TRAVAIL DEMANDÉ -
**A.** Répondez aux questions suivantes à partir de l'extrait sur la participation volontaire.
(i) Avant l'expiration de quel délai l'accord écrit doit-il être conclu ?
(ii) Auprès de quel organisme l'accord conclu doit-il être déposé ?
(iii) Quel article du Code du travail est cité au sujet du plan d'épargne interentreprise ?
**B.** Prolongez l'extrait sur la participation volontaire en reprenant après sa dernière phrase.

┌─ EXTRAIT DE TEXTE

B.2. La participation

On parle ici de participation volontaire en ce sens où contrairement aux sociétés de plus de 50 salariés, elle n’est pas obligatoire(*). Elle prend également la forme d’un accord écrit qui doit être conclu avant l’expiration d’un délai d’un an suivant la clôture de l’exercice sur lequel elle s’applique. Une fois l’accord conclu, il doit être déposé à la DIRECCTE. Même si aucun délai n’est imposé pour ce faire, l’entreprise ne pourra prétendre à aucun avantage fiscal ou social lié à la participation tant que cela ne sera pas fait. Par ailleurs, si la participation est mise en place au sein de la holding concomitamment à un plan d’épargne interentreprise (PEI) destiné à en recueillir les sommes, alors elle peut être mise en place sans qu’il ne soit nécessaire de conclure un accord et de le déposer à la DIRECCTE (art L3333-5 du Code du travail). La validation tacite du plan entraînera celle de votre accord de participation volontaire.

└─
┌─ ENREGISTREMENTS FOURNIS

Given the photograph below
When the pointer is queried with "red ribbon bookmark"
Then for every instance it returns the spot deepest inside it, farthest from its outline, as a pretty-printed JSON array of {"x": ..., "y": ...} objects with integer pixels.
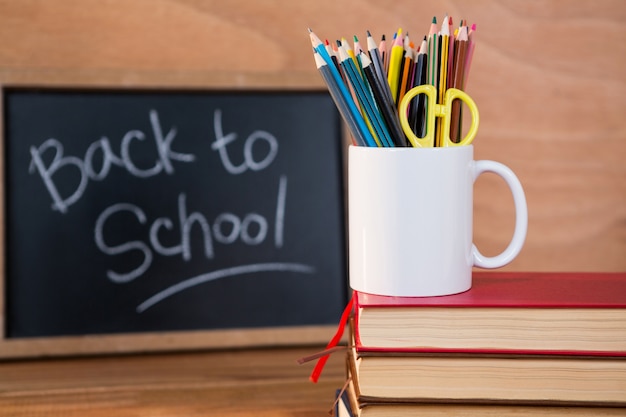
[{"x": 319, "y": 366}]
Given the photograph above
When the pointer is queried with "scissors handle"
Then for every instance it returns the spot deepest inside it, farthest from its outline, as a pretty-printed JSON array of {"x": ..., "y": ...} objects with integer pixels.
[{"x": 444, "y": 111}]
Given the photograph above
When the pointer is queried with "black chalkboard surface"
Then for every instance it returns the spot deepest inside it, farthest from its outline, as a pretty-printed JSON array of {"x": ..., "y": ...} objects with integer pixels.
[{"x": 133, "y": 211}]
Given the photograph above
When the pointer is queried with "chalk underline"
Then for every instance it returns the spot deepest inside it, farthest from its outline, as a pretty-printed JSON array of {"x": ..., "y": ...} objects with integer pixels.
[{"x": 223, "y": 273}]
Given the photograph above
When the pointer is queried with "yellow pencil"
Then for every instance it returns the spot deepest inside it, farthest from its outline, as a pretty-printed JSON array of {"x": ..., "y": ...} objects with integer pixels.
[
  {"x": 443, "y": 70},
  {"x": 395, "y": 64}
]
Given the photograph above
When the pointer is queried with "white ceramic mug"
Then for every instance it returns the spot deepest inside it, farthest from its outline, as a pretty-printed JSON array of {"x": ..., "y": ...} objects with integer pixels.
[{"x": 410, "y": 219}]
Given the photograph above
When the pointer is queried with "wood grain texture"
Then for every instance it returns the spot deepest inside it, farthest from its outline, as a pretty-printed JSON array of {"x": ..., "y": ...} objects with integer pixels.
[
  {"x": 549, "y": 78},
  {"x": 236, "y": 383}
]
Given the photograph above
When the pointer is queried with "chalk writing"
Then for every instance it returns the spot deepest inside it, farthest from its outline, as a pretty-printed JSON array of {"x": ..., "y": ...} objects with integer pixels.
[{"x": 86, "y": 169}]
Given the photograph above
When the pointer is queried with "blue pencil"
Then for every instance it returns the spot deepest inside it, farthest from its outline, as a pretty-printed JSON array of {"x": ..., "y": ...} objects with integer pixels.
[
  {"x": 365, "y": 97},
  {"x": 353, "y": 116}
]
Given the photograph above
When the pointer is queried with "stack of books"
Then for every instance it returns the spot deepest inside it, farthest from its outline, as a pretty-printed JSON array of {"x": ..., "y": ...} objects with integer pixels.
[{"x": 543, "y": 344}]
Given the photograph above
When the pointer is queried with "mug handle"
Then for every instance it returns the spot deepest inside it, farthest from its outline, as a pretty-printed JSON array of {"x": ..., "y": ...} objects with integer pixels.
[{"x": 521, "y": 216}]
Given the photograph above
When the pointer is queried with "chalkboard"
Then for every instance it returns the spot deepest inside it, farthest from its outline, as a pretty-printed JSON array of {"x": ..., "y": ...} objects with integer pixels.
[{"x": 141, "y": 211}]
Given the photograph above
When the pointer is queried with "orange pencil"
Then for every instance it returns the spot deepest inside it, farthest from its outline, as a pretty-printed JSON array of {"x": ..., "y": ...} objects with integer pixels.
[
  {"x": 443, "y": 71},
  {"x": 457, "y": 82}
]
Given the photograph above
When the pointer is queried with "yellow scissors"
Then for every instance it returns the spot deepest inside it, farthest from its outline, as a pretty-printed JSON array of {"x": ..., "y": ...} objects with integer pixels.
[{"x": 443, "y": 110}]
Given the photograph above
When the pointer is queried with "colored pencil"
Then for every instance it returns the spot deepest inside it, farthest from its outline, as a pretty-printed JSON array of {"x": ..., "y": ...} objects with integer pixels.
[
  {"x": 433, "y": 49},
  {"x": 378, "y": 63},
  {"x": 470, "y": 53},
  {"x": 387, "y": 108},
  {"x": 335, "y": 84},
  {"x": 365, "y": 98},
  {"x": 339, "y": 100},
  {"x": 443, "y": 71},
  {"x": 384, "y": 55},
  {"x": 395, "y": 64},
  {"x": 457, "y": 82},
  {"x": 406, "y": 80},
  {"x": 417, "y": 115}
]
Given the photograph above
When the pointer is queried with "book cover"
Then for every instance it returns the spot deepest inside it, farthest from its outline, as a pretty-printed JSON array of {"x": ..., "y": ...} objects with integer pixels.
[
  {"x": 503, "y": 312},
  {"x": 484, "y": 379}
]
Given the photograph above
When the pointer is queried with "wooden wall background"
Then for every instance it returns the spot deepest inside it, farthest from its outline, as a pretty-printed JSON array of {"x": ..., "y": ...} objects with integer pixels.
[{"x": 549, "y": 77}]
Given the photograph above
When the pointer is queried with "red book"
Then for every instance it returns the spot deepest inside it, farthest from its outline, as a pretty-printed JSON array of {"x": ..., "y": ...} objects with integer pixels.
[{"x": 503, "y": 312}]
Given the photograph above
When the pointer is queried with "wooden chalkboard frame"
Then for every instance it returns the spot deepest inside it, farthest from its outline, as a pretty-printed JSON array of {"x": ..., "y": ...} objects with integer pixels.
[{"x": 149, "y": 341}]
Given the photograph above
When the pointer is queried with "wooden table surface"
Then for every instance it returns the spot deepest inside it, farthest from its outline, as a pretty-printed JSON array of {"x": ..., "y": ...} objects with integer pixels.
[{"x": 262, "y": 382}]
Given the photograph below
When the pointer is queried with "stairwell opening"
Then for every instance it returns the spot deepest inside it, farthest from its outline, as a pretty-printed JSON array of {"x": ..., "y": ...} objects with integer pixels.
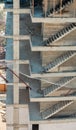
[{"x": 35, "y": 127}]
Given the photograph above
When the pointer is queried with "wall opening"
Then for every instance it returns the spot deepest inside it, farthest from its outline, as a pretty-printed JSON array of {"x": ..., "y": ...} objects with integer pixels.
[{"x": 35, "y": 127}]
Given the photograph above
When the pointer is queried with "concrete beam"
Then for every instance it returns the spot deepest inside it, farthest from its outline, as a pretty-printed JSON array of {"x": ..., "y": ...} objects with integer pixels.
[{"x": 50, "y": 99}]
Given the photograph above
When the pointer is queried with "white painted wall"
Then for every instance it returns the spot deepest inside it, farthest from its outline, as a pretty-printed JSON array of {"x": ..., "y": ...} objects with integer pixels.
[
  {"x": 62, "y": 126},
  {"x": 23, "y": 128},
  {"x": 23, "y": 115},
  {"x": 9, "y": 115},
  {"x": 9, "y": 128}
]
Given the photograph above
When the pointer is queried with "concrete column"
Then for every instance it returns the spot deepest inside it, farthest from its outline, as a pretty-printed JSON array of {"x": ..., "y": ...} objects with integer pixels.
[
  {"x": 16, "y": 4},
  {"x": 16, "y": 63},
  {"x": 16, "y": 57}
]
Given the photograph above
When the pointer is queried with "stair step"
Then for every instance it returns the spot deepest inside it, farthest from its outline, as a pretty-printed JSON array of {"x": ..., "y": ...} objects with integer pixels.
[
  {"x": 57, "y": 36},
  {"x": 55, "y": 109},
  {"x": 60, "y": 60},
  {"x": 58, "y": 7},
  {"x": 54, "y": 87}
]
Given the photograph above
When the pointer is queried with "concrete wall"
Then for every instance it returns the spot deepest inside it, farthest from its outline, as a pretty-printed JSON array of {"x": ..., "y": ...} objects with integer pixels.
[{"x": 62, "y": 126}]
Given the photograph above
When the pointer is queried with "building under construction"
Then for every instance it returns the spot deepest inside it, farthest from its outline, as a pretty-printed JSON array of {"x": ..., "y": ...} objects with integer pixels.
[{"x": 41, "y": 64}]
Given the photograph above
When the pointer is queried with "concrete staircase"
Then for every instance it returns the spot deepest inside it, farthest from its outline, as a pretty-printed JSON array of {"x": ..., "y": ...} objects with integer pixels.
[
  {"x": 59, "y": 6},
  {"x": 58, "y": 61},
  {"x": 61, "y": 83},
  {"x": 51, "y": 111},
  {"x": 60, "y": 34}
]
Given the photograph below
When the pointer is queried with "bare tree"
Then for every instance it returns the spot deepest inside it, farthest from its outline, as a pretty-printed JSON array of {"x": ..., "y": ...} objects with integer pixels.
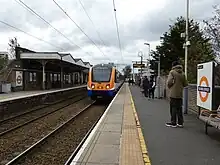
[{"x": 212, "y": 29}]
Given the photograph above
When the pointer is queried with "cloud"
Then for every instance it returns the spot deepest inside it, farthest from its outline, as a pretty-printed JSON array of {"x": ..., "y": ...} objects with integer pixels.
[{"x": 139, "y": 21}]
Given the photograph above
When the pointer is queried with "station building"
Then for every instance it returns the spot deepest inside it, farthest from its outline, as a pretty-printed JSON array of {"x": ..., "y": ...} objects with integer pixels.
[{"x": 32, "y": 70}]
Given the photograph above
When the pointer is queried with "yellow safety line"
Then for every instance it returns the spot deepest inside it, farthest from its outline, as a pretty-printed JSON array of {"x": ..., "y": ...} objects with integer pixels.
[{"x": 140, "y": 134}]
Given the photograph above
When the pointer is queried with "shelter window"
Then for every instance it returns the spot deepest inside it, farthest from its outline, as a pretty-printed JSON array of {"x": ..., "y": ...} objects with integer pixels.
[
  {"x": 30, "y": 77},
  {"x": 35, "y": 77},
  {"x": 51, "y": 77},
  {"x": 58, "y": 78},
  {"x": 55, "y": 77}
]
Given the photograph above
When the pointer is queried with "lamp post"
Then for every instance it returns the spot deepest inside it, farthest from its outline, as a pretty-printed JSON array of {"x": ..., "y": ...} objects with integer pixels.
[
  {"x": 140, "y": 54},
  {"x": 187, "y": 43},
  {"x": 148, "y": 50}
]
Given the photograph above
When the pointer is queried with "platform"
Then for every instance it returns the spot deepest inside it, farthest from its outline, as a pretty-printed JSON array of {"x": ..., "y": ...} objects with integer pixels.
[
  {"x": 175, "y": 146},
  {"x": 24, "y": 94},
  {"x": 116, "y": 139}
]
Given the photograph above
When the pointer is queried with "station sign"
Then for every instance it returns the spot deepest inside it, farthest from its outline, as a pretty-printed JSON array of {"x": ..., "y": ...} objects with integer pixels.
[
  {"x": 19, "y": 78},
  {"x": 138, "y": 65},
  {"x": 205, "y": 85}
]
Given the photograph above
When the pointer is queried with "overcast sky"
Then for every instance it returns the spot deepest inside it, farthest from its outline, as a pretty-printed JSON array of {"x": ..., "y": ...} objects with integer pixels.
[{"x": 139, "y": 21}]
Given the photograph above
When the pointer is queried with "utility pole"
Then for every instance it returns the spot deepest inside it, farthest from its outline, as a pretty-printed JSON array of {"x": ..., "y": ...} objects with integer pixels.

└─

RÉPONSES ATTENDUES -
**A.**
(i) Avant l'expiration d'un délai d'un an suivant la clôture de l'exercice sur lequel elle s'applique.
(ii) Auprès de la DIRECCTE.
(iii) L'article L3333-5 du Code du travail.

**B.**
 Concernant la durée de la participation, rien n’est légalement prévu. L’accord de participation est mis en place pour une durée déterminée (un an minimum) ou indéterminée. Pour autant, il y a une notion d’exercice connu et inconnu à respecter. Au-delà de six mois, l’exercice est considéré comme connu pour l’entreprise. La participation doit s’appliquer à au moins un exercice dont les résultats ne sont pas connus ni prévisibles au moment de l’adhésion au plan d’épargne (soit dans les six premiers mois de l’exercice servant de base de calcul).

La participation est définie d’un point de vue économique par une formule légale minimale :

RSP = ½ (B – 5 % C) x (S / VA)

B est le bénéfice net fiscal
C représente les capitaux propres
S symbolise les salaires
VA signifie valeur ajoutée

Il n’est possible de déroger à la formule légale qu’en vue de l’améliorer et à condition que votre accord de participation soit mis en place sur la partie non connue de l’exercice sur lequel elle s’applique. Par conséquent, la mise en place de la participation sur un exercice connu implique que la formule utilisée soit la formule légale. La réserve calculée selon une formule dérogatoire ne doit pas excéder l’un des plafonds suivants, au choix des signataires de l’accord :

• 50 % du bénéfice net comptable ;

• Bénéfice net comptable diminué de 5 % des capitaux propres ;

• Bénéfice net fiscal diminué de 5 % des capitaux propres ;

• 50 % du bénéfice net fiscal.

 Concernant le plafonnement de la participation, celui-ci est individuellement fixé à 75 % du Pass (40.524 euros en 2019) soit 30.393 euros en 2019 et ne peut pas collectivement excéder quatre fois le plafond annuel de la Sécurité sociale. Les primes perçues au titre de la participation peuvent être directement perçues ou investies sur votre dispositif PEE/Perco. C’est uniquement à cette condition qu’elles seront exonérées d’imposition sur le revenu.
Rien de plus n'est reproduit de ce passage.